Given problem:
Locate each line in the data below that contains the word "dark" and copy those lines in full. Case matters.

Data listing:
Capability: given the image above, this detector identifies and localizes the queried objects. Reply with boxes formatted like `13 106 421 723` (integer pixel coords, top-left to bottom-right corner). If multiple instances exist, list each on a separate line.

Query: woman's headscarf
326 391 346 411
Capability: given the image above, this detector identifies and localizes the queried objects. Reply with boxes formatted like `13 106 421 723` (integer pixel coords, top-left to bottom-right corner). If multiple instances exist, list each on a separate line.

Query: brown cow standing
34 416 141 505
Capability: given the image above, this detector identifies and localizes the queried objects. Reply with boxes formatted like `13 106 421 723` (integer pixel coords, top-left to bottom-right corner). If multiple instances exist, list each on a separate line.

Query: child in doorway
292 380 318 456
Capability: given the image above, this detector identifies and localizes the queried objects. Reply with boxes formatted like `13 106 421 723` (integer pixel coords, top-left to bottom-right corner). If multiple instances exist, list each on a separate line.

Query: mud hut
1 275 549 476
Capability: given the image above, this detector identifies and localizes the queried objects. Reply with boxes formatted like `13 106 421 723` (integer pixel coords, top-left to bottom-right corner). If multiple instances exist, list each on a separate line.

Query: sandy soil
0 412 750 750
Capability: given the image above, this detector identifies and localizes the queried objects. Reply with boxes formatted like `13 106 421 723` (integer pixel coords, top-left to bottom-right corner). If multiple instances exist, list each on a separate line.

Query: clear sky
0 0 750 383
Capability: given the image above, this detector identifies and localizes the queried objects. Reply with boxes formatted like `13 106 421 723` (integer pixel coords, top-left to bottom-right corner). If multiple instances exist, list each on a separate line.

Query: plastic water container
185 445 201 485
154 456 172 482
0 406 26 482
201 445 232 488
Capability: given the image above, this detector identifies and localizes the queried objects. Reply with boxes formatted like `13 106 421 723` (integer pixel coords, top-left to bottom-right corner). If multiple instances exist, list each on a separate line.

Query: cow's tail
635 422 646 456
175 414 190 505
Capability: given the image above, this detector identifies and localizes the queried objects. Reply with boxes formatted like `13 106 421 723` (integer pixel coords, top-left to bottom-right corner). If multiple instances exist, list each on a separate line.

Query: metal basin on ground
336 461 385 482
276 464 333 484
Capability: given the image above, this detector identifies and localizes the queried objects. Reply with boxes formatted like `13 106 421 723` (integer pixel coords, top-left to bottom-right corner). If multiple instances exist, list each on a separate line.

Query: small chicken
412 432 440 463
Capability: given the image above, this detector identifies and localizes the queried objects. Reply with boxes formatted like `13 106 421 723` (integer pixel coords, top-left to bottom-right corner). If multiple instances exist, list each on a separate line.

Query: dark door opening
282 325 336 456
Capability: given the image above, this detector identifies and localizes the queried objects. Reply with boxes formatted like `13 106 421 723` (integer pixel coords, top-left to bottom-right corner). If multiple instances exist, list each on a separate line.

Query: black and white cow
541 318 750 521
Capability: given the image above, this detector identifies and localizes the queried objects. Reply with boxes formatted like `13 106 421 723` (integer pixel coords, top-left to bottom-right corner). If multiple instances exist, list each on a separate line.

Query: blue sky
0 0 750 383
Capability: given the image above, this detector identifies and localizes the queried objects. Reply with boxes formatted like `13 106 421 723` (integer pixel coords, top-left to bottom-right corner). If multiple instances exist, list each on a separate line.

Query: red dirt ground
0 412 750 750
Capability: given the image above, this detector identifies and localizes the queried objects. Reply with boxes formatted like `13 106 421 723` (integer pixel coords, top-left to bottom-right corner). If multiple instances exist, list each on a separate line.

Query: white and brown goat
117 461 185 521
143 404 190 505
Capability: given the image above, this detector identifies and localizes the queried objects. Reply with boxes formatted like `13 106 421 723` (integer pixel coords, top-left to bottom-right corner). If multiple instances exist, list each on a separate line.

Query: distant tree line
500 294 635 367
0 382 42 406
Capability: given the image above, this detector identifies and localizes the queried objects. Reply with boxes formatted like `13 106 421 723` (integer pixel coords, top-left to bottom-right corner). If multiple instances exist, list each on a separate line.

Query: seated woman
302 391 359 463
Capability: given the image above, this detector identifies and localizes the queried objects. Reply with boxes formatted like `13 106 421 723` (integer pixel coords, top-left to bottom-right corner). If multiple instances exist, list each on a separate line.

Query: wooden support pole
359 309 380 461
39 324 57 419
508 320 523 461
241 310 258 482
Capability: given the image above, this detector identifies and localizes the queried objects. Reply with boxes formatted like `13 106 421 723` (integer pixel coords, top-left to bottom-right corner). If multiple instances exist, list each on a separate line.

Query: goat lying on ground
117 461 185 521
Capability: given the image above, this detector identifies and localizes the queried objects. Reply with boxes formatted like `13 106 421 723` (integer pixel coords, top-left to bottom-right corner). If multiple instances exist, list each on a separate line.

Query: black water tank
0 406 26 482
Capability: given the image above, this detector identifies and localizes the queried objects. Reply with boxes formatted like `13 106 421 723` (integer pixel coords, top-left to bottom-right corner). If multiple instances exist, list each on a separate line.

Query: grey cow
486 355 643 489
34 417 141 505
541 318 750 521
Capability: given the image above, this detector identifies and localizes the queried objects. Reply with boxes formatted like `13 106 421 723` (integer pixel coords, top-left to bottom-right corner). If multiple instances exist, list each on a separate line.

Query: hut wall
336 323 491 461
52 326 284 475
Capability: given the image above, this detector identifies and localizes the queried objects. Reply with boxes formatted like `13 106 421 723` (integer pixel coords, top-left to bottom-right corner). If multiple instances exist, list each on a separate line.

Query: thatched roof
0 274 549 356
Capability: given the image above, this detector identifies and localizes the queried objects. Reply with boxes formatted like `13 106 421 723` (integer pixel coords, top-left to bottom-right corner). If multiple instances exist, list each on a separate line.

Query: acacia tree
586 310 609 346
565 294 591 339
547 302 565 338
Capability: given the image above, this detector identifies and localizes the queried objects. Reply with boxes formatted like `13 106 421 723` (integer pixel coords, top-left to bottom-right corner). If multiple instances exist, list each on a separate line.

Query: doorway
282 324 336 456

* * *

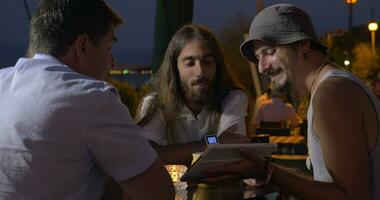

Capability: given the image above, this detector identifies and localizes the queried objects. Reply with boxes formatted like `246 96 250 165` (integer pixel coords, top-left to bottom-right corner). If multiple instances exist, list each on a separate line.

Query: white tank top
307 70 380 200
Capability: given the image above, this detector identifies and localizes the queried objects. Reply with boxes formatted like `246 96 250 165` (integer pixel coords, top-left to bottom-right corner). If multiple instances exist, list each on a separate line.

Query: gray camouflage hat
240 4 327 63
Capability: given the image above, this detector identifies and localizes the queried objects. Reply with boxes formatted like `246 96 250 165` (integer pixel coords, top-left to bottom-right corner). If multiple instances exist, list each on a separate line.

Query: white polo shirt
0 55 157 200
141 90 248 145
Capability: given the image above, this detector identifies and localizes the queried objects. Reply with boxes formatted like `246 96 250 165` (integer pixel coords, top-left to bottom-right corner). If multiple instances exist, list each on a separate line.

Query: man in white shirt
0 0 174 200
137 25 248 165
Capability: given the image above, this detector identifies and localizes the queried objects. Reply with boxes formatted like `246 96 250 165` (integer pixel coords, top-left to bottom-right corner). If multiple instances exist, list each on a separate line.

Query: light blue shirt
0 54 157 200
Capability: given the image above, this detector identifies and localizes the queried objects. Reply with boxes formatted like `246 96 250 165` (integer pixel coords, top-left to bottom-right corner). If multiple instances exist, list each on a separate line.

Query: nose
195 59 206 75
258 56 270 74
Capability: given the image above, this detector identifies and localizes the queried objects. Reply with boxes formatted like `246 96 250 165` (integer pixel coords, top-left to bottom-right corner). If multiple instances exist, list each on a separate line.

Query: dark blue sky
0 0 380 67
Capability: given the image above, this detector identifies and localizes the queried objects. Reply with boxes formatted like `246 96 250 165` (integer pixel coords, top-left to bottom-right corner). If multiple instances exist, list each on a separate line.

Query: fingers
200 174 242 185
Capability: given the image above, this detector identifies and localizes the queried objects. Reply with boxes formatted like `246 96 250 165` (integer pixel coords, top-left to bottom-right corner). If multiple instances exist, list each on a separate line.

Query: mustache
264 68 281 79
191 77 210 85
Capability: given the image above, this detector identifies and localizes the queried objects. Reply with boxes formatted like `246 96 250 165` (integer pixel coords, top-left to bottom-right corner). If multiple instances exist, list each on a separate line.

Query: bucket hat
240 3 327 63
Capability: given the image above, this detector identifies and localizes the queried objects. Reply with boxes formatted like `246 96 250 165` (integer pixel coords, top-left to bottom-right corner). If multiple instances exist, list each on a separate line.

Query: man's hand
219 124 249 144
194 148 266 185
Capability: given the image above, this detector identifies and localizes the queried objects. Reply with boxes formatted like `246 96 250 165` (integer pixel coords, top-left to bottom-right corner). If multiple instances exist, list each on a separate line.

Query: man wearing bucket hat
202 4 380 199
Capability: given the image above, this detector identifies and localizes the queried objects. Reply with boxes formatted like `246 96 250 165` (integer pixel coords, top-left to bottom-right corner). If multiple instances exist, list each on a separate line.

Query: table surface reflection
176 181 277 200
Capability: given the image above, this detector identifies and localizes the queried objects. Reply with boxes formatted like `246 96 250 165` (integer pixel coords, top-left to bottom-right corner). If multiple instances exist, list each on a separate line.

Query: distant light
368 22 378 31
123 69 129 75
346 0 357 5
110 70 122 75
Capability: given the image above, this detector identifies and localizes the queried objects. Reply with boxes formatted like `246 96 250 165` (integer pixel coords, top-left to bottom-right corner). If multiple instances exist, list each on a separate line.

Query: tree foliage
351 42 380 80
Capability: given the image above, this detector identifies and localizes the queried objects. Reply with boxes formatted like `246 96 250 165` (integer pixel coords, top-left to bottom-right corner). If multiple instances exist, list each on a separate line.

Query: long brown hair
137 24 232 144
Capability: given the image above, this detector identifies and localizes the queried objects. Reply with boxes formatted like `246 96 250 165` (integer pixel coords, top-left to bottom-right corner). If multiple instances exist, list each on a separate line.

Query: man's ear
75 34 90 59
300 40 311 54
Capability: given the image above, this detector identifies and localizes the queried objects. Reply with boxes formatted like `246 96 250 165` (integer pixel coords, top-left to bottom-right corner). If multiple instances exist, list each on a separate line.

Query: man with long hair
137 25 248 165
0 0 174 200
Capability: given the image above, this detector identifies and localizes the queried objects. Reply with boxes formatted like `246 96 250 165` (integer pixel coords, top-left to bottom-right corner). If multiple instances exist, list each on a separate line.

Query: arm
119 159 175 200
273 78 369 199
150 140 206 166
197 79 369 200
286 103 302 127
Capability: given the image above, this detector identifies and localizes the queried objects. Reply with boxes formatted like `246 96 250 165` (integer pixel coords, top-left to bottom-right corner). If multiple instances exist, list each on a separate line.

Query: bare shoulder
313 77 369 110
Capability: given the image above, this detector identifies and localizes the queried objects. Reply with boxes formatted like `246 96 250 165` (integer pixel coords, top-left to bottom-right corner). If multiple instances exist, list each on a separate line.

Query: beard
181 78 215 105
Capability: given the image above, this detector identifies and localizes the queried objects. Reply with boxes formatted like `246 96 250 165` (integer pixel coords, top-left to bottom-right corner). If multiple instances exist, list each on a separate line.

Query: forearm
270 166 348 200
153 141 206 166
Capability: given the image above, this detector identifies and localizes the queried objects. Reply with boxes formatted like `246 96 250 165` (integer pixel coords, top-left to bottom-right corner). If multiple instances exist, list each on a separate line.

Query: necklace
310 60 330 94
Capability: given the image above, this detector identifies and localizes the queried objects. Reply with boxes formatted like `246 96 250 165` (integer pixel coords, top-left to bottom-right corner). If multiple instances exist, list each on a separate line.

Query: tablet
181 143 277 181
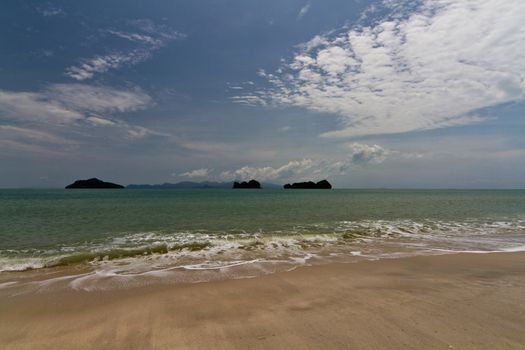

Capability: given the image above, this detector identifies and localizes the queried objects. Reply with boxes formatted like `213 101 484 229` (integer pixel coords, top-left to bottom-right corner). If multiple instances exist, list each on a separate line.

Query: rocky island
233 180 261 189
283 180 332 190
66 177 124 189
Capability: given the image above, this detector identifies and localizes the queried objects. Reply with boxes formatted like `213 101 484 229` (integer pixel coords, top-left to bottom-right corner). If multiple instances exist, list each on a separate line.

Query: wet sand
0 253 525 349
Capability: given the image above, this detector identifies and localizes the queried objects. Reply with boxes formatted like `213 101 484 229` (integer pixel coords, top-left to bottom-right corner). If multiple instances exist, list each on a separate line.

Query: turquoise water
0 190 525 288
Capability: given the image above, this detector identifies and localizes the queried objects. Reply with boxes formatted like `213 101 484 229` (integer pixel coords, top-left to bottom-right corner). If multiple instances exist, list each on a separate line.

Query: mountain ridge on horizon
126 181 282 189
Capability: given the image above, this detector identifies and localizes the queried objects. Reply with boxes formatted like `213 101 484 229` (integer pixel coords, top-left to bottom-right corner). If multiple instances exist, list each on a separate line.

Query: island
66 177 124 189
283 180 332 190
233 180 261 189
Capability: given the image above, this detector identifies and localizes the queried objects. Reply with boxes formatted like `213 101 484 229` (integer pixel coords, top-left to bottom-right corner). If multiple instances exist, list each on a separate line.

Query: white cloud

...

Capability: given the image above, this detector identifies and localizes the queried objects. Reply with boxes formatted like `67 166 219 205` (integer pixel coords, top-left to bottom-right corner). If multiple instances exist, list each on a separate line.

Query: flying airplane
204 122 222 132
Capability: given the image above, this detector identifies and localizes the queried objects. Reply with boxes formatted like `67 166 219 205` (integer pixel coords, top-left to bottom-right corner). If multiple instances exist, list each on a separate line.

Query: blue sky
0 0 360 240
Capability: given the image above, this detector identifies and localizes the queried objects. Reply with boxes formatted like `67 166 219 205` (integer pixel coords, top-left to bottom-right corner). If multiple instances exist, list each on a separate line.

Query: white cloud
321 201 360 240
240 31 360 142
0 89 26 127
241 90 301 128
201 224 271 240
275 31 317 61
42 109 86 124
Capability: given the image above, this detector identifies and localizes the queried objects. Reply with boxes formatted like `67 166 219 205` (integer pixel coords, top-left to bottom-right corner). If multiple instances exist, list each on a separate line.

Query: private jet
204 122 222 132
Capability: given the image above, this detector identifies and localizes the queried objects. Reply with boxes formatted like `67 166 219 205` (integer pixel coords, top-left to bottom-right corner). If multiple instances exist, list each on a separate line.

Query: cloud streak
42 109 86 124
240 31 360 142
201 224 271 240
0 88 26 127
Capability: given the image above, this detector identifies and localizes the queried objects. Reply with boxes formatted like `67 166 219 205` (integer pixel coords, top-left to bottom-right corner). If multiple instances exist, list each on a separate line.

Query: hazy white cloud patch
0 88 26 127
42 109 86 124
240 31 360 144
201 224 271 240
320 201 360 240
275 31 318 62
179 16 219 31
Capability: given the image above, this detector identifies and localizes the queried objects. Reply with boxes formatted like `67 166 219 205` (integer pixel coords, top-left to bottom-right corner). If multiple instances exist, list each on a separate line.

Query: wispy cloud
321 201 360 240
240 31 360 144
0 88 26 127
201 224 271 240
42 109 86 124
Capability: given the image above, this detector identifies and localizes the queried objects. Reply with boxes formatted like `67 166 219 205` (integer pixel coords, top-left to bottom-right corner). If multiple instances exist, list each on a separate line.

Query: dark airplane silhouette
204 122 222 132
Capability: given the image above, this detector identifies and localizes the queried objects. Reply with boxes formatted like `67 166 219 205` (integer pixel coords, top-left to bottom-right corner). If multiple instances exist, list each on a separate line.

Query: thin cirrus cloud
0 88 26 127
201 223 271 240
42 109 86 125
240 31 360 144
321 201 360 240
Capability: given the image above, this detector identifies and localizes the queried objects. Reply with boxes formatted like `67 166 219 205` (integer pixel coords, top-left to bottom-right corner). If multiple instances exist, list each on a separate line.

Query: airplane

The output:
Query: dark door opening
Query: dark blue sky
Query: dark airplane silhouette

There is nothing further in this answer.